REQUEST:
Filter the records below down to the lines that contain the string "goose", and copy each of those lines. Treat case as significant.

--- Start ---

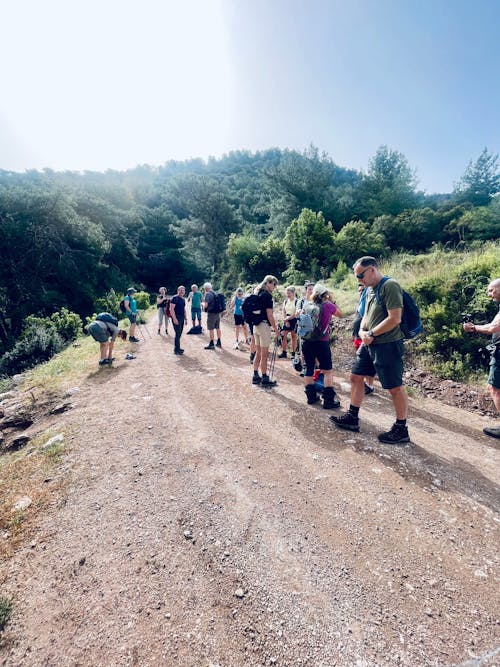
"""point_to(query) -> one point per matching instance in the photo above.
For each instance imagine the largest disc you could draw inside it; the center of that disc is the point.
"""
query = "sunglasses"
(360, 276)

--- End ---
--- Start ---

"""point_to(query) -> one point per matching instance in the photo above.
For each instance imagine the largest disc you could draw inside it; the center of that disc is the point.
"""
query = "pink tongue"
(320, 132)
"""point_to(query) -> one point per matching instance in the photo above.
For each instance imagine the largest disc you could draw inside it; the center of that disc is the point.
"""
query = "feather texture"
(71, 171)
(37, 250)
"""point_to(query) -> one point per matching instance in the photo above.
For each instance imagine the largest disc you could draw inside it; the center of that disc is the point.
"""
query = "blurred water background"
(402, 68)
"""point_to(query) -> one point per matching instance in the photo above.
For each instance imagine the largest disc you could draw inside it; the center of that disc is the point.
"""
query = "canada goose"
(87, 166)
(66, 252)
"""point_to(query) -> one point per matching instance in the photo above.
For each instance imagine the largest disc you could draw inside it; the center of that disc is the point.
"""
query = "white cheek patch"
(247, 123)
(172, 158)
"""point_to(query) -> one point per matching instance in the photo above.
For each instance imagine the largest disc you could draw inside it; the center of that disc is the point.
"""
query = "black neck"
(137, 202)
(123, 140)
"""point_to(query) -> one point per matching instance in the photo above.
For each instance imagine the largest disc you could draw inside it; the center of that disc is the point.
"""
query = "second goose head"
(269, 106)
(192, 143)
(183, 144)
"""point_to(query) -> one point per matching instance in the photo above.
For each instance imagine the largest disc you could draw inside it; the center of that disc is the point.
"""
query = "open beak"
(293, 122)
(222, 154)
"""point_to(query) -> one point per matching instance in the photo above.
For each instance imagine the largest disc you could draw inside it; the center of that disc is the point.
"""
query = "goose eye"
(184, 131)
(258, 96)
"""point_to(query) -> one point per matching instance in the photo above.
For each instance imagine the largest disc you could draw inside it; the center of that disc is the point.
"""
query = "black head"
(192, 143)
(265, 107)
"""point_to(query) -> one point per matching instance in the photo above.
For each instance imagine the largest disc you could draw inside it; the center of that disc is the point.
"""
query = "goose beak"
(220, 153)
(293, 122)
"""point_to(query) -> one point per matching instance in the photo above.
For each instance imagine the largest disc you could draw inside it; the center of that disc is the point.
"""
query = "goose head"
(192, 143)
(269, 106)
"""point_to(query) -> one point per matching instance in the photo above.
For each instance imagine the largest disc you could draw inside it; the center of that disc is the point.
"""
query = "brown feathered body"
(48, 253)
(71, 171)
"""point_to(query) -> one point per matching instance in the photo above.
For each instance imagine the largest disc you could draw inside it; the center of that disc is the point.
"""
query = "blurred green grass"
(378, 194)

--- End ---

WRITTEN REPLY:
query = "canada goose"
query = "second goose head"
query = "goose eye"
query = "goose beak"
query = "goose head"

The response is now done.